TASK DETAILS: Please reproduce the review of the story collection below word for word, from "These eleven short" to "tolerance, even insight.".

PASSAGE:
==========

As well as being as good a metaphor as you could get of keeping going and keeping hoping, these words just about sum up the sum of the ingredients that make The Woman Who Never Cooked a unique and ultimately heart-lifting collection.
These are interlocking stories about family and love that go to the heart of life and living. Interlocking because characters in one story suddenly appear in another. Trouble with Kitchens, for example, had me scurrying back to Proof, the first and in many ways the most disturbing of the whole collection. And the cinematic qualities in these and the rest of the stories reflect Tabor’s familiarity with and expertise in the study of what is best in “the flicks”.
These eleven short stories managed to play havoc with my carefully acquired cynicism and made me see some of my friends in a different way, gave me more understanding, tolerance, even insight.

==========

RECORD EXCERPTS:
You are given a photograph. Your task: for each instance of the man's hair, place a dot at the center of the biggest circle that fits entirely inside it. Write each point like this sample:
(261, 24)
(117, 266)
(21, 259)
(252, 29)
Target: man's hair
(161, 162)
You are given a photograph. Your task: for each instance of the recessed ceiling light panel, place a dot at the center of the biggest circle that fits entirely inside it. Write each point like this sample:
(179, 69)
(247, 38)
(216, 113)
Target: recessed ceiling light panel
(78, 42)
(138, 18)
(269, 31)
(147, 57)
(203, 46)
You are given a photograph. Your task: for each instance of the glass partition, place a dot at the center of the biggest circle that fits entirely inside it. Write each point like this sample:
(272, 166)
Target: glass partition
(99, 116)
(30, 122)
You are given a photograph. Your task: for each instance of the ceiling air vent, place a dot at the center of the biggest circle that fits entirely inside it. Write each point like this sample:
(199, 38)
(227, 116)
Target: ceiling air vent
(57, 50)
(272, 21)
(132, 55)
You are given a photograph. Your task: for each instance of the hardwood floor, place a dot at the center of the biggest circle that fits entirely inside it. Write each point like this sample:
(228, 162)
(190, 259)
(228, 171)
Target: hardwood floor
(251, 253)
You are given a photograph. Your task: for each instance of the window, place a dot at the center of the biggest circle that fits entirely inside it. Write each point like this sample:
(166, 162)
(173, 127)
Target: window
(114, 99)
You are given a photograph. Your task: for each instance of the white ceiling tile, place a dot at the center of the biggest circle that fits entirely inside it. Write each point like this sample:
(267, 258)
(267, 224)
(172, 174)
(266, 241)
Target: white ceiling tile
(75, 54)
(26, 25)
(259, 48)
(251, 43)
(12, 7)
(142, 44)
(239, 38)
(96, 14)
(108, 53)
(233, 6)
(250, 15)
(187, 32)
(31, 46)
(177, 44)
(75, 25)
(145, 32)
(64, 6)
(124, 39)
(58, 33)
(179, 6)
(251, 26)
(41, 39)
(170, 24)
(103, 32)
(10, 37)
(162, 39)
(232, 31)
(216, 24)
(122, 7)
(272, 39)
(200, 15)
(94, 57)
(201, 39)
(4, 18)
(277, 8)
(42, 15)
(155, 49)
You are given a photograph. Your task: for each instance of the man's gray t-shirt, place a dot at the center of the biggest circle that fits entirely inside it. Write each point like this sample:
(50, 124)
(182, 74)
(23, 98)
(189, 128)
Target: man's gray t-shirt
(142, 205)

==========

ANSWER:
These eleven short stories managed to play havoc with my carefully acquired cynicism and made me see some of my friends in a different way, gave me more understanding, tolerance, even insight.